TASK BRIEF | In the post on parenting introverted kids, where did the child who was not amused go during the summer camp? Please answer briefly.

TEXT SHOWN |

Updated: Jan 8
Pointers for parents spur confidence & joy
Spending lots of time with the kids these days? Trying to figure out how you can better connect with them?
Parenting is Hard
Parenting is hard for everyone. It's not like it comes with a handbook or anything. Well - actually there are dozens of parenting books on the shelves. But few recognize the unique challenges and opportunities for parenting introverted kids.
Studies show our personality, including introversion/extroversion, is largely genetic with a smaller component being our environment as a result of traumatic events which often lay deep in our psyche creating mental scars for years.
Summer Camp Doldrums
I was sparked to share this post as I observed a summer camp of six 8-10-year-olds in a park at the midpoint of my Tuesday walk. The two teenage counselors provided some free time filled with tag, pool-noodle fights, and frisbee, followed by a competitive two-team obstacle course. Most kids were well involved, likely thrilled to be outdoor with kids that aren't their siblings. But one child, in particular, was clearly not amused. She drifted off to a gazebo on the edge of the green, happy for some alone time with her book.

Natural-language descriptions of regions:

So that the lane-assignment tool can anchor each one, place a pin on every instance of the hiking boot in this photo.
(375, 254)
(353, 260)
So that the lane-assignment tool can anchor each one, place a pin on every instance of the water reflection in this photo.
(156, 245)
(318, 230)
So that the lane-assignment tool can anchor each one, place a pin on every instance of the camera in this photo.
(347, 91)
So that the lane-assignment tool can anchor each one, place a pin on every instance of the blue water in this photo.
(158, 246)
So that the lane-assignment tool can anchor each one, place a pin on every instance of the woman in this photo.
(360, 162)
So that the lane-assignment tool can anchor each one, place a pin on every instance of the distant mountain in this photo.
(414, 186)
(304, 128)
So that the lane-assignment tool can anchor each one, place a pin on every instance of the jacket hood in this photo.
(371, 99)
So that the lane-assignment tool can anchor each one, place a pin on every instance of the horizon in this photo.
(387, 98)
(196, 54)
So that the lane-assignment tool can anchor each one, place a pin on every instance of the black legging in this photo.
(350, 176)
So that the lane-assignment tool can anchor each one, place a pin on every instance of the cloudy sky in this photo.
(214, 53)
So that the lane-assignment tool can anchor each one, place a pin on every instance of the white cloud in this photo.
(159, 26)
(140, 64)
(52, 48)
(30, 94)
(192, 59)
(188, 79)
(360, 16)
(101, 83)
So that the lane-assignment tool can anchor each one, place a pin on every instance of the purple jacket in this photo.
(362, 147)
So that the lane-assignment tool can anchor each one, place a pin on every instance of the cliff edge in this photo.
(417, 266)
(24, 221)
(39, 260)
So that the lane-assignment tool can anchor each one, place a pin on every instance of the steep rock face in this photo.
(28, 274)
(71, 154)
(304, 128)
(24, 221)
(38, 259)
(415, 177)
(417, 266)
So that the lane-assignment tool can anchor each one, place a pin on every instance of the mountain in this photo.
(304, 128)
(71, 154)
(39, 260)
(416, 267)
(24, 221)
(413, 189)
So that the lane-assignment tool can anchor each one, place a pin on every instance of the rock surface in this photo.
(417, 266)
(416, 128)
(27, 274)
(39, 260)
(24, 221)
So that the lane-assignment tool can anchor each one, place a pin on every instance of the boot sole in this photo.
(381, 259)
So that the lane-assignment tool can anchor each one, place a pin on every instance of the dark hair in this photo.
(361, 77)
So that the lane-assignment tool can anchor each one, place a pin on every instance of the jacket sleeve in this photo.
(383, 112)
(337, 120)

ANSWER SPACE | She drifted off to a gazebo on the edge of the green.